** BEGIN **

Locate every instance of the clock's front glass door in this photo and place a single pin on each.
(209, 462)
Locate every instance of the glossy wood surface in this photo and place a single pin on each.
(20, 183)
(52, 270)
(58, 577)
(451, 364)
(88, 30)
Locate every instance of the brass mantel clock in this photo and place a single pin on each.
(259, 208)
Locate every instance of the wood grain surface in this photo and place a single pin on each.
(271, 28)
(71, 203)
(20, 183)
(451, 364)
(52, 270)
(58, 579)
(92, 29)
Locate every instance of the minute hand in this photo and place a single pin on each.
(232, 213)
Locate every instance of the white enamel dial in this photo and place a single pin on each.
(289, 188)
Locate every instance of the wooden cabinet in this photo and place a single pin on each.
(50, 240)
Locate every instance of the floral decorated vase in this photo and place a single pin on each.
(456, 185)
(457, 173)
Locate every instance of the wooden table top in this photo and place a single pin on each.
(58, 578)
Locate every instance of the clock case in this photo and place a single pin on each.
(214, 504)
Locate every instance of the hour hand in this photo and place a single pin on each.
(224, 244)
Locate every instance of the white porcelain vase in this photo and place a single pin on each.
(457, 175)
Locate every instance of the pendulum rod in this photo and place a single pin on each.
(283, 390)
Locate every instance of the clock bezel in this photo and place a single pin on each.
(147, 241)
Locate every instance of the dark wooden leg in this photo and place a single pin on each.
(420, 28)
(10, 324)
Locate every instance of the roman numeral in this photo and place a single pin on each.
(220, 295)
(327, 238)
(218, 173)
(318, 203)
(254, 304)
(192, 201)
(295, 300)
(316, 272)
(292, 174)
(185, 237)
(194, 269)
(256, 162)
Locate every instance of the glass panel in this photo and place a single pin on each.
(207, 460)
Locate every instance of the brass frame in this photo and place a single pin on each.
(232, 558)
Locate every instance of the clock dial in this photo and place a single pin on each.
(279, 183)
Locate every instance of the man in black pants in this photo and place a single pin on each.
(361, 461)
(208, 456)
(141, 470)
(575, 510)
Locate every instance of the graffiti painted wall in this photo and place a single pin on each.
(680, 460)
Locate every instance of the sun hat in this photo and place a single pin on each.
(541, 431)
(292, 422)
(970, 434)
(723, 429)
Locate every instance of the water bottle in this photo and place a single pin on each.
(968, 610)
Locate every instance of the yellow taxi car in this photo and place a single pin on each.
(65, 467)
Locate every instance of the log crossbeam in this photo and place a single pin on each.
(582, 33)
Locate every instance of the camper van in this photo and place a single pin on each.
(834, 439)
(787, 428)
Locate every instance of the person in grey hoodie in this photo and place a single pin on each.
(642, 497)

** END **

Direction: Please copy out every item above word for word, with no changes.

Response:
Locate every instance of the clock's front glass door in this photo and place a single pin on each.
(209, 462)
Locate every instance of the glossy wood surface in this photo and place a single pin on each.
(20, 183)
(52, 270)
(58, 577)
(451, 364)
(88, 30)
Locate every instance of the brass mantel clock in this photo and place a single pin on each.
(259, 208)
Locate every instance of the wood grain surface in this photo and place a single pin on each.
(271, 28)
(71, 203)
(20, 183)
(451, 364)
(52, 270)
(58, 579)
(92, 29)
Locate every instance of the minute hand in this photo and place a single pin on each.
(232, 213)
Locate every instance of the white enamel dial in this photo and place a single pin on each.
(289, 188)
Locate every instance of the wooden cabinet in this photo and place a single pin on each.
(50, 240)
Locate every instance of the floral decorated vase in this photo and place a single pin on each.
(456, 185)
(457, 173)
Locate every instance of the wooden table top in this photo and place a single pin on each.
(58, 578)
Locate every instance of the clock case in this photo and place a single pin on each.
(214, 504)
Locate every instance of the hour hand in this photo and place a single pin on each.
(224, 244)
Locate every instance of the white porcelain vase in this photo and place a single pin on each.
(457, 175)
Locate every instance of the pendulum rod in this photo and place a single pin on each.
(283, 390)
Locate every instance of the clock bezel in this photo and place a single pin on each.
(147, 241)
Locate every instance of the dark wooden leg in this photo and place a single pin on each.
(420, 28)
(10, 324)
Locate every instance of the roman numeral in this photo and place a single pin on each.
(220, 295)
(327, 238)
(218, 173)
(318, 203)
(254, 304)
(192, 201)
(295, 300)
(316, 272)
(292, 174)
(185, 237)
(194, 269)
(256, 162)
Locate every instance of the glass panel in this photo and place a single pin on each.
(207, 460)
Locate every instance of the brass frame in this photo and place a single pin on each.
(232, 558)
Locate every instance of the clock dial in this photo and place a single pin on each.
(279, 183)
Locate every instance of the man in black pants in this photo and place a single pin on each.
(361, 461)
(208, 456)
(141, 470)
(575, 510)
Locate every instance of the graffiti painted wall in this photo and place a single pin on each.
(680, 460)
Locate every instance of the sun hat in this photo and place a single pin on each.
(541, 431)
(292, 422)
(970, 434)
(723, 429)
Locate every instance of the water bottle in this photo and place a single pin on each.
(968, 610)
Locate every instance of the yellow taxi car in this photo and place a single pin on each.
(65, 467)
Locate every instance of the log crossbeam in this photo and place a single pin on each.
(582, 33)
Locate every instance of the camper van in this photo and place a single pin on each.
(834, 439)
(787, 428)
Locate every instance of the person in grey hoodie in this photo and place a single pin on each.
(642, 497)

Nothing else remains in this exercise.